▸ TASK OBJECTIVE
Transcribe the lines from the one containing "In this photo, point at the cable" to the last line, inclusive, word for word. Include no pictures.

Raw records:
-----
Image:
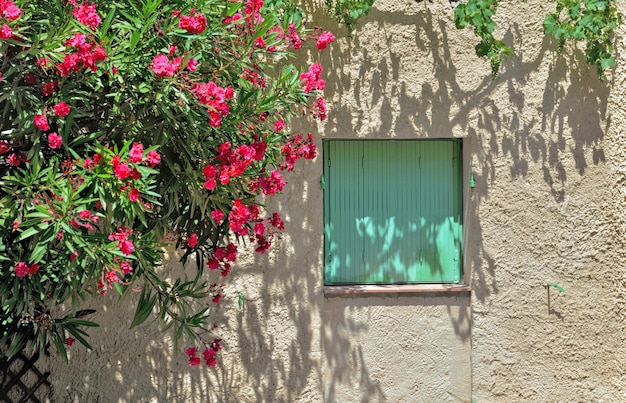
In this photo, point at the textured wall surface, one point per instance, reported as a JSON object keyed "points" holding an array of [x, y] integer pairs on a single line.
{"points": [[545, 142]]}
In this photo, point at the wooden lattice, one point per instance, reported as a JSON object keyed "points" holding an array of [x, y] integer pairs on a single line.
{"points": [[21, 381]]}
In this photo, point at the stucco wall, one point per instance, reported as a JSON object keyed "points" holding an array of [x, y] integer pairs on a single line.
{"points": [[545, 142]]}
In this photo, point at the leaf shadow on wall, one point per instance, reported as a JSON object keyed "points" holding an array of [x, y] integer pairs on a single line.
{"points": [[501, 121]]}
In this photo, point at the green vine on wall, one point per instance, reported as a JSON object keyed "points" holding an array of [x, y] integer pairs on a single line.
{"points": [[349, 11], [479, 13], [591, 21]]}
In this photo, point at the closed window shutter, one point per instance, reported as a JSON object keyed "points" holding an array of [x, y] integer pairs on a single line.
{"points": [[392, 211]]}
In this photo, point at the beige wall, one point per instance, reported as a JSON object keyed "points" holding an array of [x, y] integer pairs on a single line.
{"points": [[546, 144]]}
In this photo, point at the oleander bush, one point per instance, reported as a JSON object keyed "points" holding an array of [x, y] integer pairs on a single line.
{"points": [[130, 125]]}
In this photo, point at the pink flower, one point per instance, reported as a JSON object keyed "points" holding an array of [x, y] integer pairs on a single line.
{"points": [[136, 152], [210, 184], [62, 109], [33, 269], [122, 171], [324, 39], [194, 24], [162, 67], [279, 125], [277, 222], [87, 15], [217, 215], [126, 267], [54, 140], [20, 269], [312, 79], [192, 240], [112, 277], [6, 32], [133, 195], [126, 246], [153, 158], [41, 122], [259, 42], [259, 229], [76, 40], [48, 88], [4, 147], [320, 109]]}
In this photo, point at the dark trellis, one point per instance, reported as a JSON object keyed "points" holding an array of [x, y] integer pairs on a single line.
{"points": [[21, 381]]}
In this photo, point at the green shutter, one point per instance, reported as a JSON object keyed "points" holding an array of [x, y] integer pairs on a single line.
{"points": [[392, 211]]}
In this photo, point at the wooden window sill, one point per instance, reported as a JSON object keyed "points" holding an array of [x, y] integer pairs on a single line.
{"points": [[334, 290]]}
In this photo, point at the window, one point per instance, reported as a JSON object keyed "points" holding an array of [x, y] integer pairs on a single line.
{"points": [[392, 211]]}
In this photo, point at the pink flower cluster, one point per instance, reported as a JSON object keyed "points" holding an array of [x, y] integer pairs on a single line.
{"points": [[208, 355], [123, 170], [216, 98], [163, 67], [192, 240], [232, 163], [21, 269], [296, 148], [269, 184], [11, 12], [82, 54], [242, 216], [86, 14], [253, 12], [225, 256], [320, 109], [312, 79], [124, 244]]}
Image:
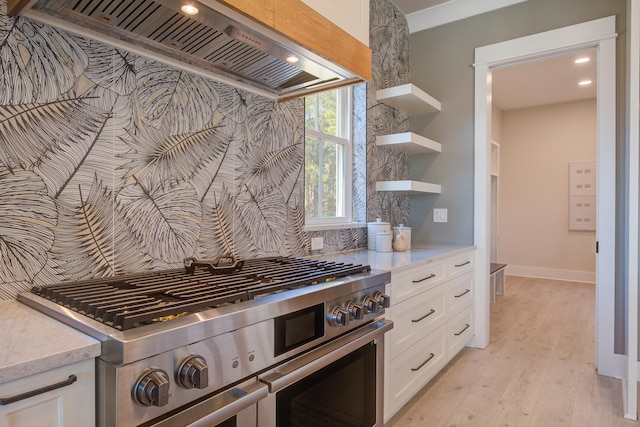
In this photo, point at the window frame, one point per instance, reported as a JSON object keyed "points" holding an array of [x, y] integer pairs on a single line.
{"points": [[344, 194]]}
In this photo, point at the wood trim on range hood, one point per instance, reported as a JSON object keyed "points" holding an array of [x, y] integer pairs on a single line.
{"points": [[288, 25]]}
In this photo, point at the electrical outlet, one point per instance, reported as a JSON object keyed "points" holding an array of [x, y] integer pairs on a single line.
{"points": [[317, 243], [439, 215]]}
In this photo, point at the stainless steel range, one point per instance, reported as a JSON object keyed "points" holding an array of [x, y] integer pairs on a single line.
{"points": [[264, 342]]}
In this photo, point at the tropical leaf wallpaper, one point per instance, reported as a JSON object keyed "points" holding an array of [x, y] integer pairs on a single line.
{"points": [[112, 163]]}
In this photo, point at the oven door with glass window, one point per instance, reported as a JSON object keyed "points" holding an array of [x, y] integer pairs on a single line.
{"points": [[338, 384]]}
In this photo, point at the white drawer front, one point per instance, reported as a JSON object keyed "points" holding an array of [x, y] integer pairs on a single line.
{"points": [[410, 371], [412, 281], [459, 332], [460, 264], [415, 318], [459, 294]]}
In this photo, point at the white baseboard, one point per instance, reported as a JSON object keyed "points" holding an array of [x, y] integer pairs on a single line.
{"points": [[551, 273]]}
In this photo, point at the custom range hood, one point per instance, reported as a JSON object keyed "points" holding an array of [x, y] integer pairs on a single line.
{"points": [[217, 41]]}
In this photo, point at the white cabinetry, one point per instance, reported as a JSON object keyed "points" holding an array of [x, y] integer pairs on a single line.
{"points": [[72, 404], [352, 16], [433, 320], [411, 100]]}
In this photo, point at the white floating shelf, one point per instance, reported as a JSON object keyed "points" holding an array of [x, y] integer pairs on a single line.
{"points": [[409, 99], [407, 186], [408, 142]]}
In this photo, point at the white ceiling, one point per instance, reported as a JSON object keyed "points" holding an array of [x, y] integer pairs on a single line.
{"points": [[541, 82], [546, 81]]}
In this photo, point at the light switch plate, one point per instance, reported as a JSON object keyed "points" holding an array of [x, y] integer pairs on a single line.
{"points": [[317, 243], [440, 215]]}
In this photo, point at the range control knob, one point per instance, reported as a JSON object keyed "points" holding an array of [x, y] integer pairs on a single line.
{"points": [[370, 305], [193, 372], [356, 311], [152, 388], [383, 299], [338, 316]]}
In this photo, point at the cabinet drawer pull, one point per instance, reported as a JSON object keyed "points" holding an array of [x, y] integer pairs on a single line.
{"points": [[15, 398], [463, 294], [431, 276], [424, 317], [463, 329], [431, 356]]}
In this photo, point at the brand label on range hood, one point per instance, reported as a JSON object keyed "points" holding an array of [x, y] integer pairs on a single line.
{"points": [[217, 41]]}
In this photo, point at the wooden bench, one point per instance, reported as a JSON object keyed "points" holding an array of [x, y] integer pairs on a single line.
{"points": [[496, 280]]}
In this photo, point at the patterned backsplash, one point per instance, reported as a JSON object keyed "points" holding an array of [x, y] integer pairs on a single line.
{"points": [[113, 163]]}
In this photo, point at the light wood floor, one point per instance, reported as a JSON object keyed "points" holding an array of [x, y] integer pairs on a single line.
{"points": [[538, 369]]}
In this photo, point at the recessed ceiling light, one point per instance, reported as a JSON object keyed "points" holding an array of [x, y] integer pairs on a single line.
{"points": [[189, 9]]}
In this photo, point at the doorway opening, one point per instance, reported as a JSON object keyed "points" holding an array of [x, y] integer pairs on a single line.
{"points": [[599, 35], [543, 189]]}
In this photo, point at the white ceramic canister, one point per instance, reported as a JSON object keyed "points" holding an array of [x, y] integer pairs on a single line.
{"points": [[406, 234], [373, 228], [384, 242]]}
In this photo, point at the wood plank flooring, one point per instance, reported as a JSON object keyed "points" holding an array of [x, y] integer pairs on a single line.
{"points": [[537, 371]]}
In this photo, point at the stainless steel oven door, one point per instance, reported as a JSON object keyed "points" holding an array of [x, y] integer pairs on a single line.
{"points": [[235, 407], [339, 383]]}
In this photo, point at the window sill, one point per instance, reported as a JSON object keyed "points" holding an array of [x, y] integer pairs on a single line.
{"points": [[324, 227]]}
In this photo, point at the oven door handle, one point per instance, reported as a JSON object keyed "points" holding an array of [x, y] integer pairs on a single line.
{"points": [[218, 408], [290, 372]]}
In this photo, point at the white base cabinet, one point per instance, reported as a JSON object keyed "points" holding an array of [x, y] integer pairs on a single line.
{"points": [[71, 405], [432, 311]]}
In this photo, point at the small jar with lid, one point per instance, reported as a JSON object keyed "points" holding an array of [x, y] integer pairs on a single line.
{"points": [[405, 232], [373, 228]]}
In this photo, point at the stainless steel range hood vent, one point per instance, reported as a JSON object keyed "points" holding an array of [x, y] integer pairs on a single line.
{"points": [[218, 42]]}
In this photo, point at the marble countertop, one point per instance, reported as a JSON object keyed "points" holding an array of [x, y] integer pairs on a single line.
{"points": [[393, 261], [33, 342]]}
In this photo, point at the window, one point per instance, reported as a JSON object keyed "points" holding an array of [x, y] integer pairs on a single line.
{"points": [[328, 157]]}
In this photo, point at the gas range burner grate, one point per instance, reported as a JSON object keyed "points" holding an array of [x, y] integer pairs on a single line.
{"points": [[130, 301]]}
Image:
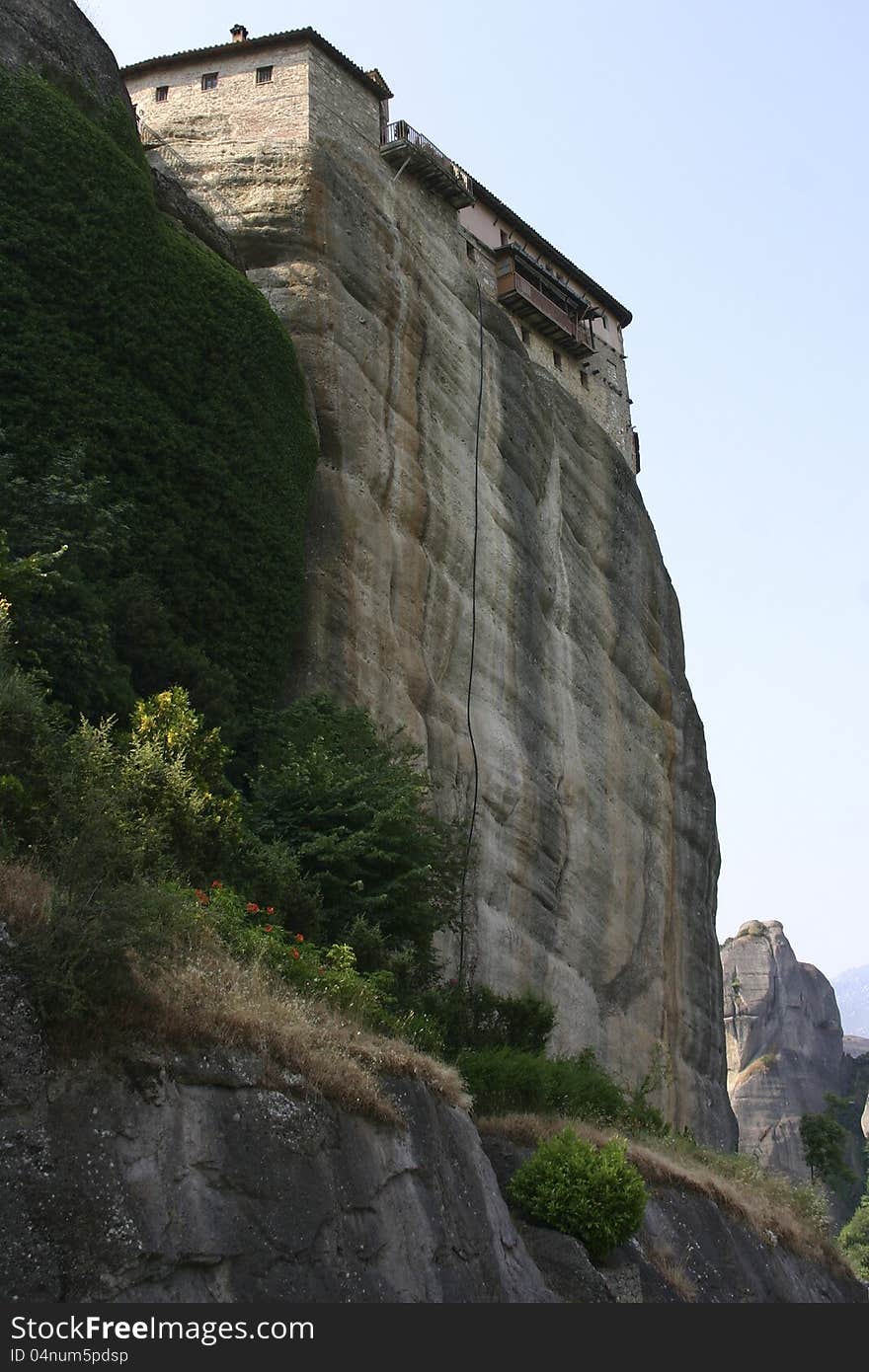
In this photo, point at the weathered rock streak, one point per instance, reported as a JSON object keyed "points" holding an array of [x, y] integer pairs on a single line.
{"points": [[597, 854], [784, 1043]]}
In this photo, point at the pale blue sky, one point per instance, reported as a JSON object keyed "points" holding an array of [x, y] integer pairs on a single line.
{"points": [[706, 164]]}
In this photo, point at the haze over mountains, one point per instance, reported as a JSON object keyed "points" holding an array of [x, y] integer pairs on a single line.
{"points": [[853, 996]]}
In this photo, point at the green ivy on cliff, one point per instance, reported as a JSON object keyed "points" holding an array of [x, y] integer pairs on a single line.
{"points": [[154, 421]]}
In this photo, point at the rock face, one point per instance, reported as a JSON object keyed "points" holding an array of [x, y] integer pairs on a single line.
{"points": [[596, 845], [186, 1178], [688, 1249], [55, 38], [784, 1043], [189, 1179]]}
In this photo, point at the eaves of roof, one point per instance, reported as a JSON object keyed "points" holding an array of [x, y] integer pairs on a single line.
{"points": [[291, 36]]}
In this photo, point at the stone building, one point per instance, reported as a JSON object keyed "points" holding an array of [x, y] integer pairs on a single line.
{"points": [[294, 88], [477, 553]]}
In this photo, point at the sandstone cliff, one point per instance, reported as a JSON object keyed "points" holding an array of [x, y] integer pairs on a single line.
{"points": [[159, 1176], [784, 1043], [596, 843]]}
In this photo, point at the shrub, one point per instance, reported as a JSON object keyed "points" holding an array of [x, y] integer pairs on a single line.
{"points": [[31, 746], [854, 1241], [504, 1080], [355, 809], [85, 951], [477, 1017], [155, 416], [592, 1193], [824, 1142]]}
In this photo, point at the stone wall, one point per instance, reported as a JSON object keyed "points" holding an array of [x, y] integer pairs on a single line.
{"points": [[596, 848], [238, 112]]}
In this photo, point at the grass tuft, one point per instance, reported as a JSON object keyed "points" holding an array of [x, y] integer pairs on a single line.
{"points": [[771, 1206]]}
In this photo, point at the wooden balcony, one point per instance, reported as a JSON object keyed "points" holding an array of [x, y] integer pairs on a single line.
{"points": [[537, 296], [404, 148]]}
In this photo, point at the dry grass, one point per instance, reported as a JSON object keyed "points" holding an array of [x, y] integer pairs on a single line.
{"points": [[24, 894], [766, 1202], [672, 1272], [211, 999], [207, 999]]}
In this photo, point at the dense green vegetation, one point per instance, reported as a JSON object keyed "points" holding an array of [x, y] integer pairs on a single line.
{"points": [[854, 1239], [591, 1192], [144, 841], [824, 1140], [154, 470], [154, 424]]}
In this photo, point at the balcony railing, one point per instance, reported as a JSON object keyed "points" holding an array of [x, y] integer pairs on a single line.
{"points": [[405, 147], [562, 323]]}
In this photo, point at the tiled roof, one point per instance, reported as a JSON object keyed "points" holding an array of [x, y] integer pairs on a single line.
{"points": [[373, 83]]}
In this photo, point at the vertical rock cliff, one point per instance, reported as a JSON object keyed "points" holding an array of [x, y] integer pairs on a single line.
{"points": [[596, 845], [784, 1043]]}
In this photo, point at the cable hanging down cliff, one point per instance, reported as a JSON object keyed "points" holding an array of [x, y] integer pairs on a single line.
{"points": [[467, 855]]}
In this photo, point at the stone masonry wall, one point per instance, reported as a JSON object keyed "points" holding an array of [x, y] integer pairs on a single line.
{"points": [[597, 857], [238, 110]]}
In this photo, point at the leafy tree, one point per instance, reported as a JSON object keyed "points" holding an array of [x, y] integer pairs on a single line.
{"points": [[593, 1193], [824, 1140], [854, 1239], [356, 811]]}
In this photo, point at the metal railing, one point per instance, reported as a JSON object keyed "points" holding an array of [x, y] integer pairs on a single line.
{"points": [[580, 330], [401, 132]]}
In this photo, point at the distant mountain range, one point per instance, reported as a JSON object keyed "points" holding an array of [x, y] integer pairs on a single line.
{"points": [[853, 996]]}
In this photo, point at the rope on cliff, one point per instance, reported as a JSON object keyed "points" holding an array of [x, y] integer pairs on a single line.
{"points": [[467, 854]]}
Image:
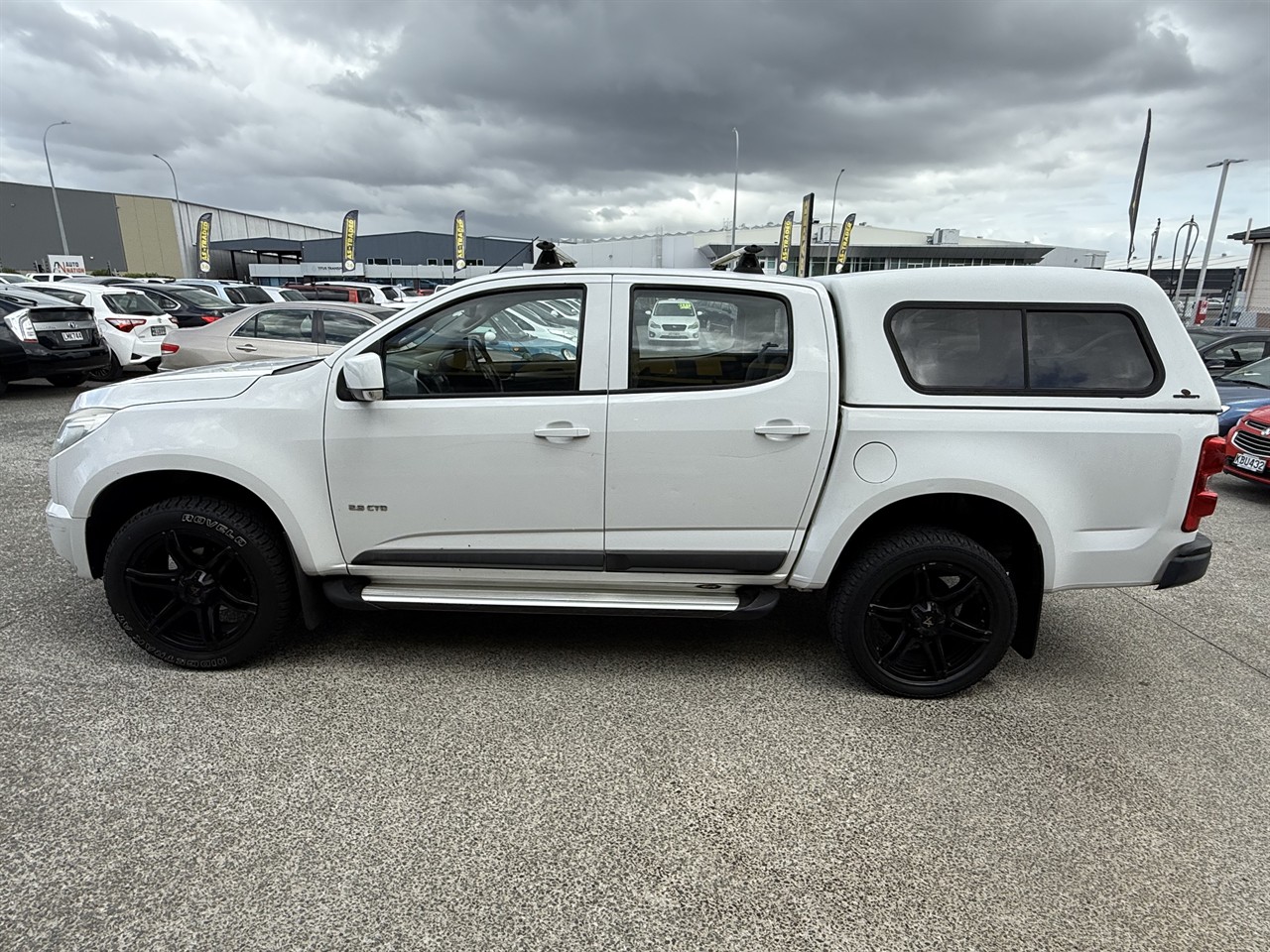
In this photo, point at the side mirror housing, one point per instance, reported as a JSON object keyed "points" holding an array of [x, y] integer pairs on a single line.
-----
▸ ANSWER
In this photo, point at the cable hanging down cliff, one point per instance, reported as a JSON object keyed "points" holding an array of [x, y] integer pairs on a single line.
{"points": [[467, 855]]}
In this photo, point at the stone masonry wall, one point per instance, reported as a JSON object keyed "points" holding an array of [x, y] integer pairs on a single line.
{"points": [[597, 857], [238, 110]]}
In this photo, point at the leafy tree, one point per instance, reported as a JSON object keyed "points" holding an array of [x, y] integer pairs on a single line.
{"points": [[593, 1193], [824, 1140], [854, 1239], [356, 811]]}
In this photo, point at the metal railing, one point per instance, reported as a JSON object keyed "points" holding an array of [x, y] integer pairs on a single line.
{"points": [[580, 330], [401, 132]]}
In this photo, point at the distant mountain range, one point per instance, reported as a JSON object keyed "points" holding an array of [x, y] integer pairs on a single line.
{"points": [[853, 996]]}
In this photo, point at the rope on cliff, one point per instance, reported as a JSON object keyed "points" holding an array of [x, y] integer pairs on a single line.
{"points": [[467, 854]]}
Image:
In this photo, point at the side mirror housing, one point per instance, reported as a JSON object keyed "points" holding an array of [x, y] integer pairs on a single line.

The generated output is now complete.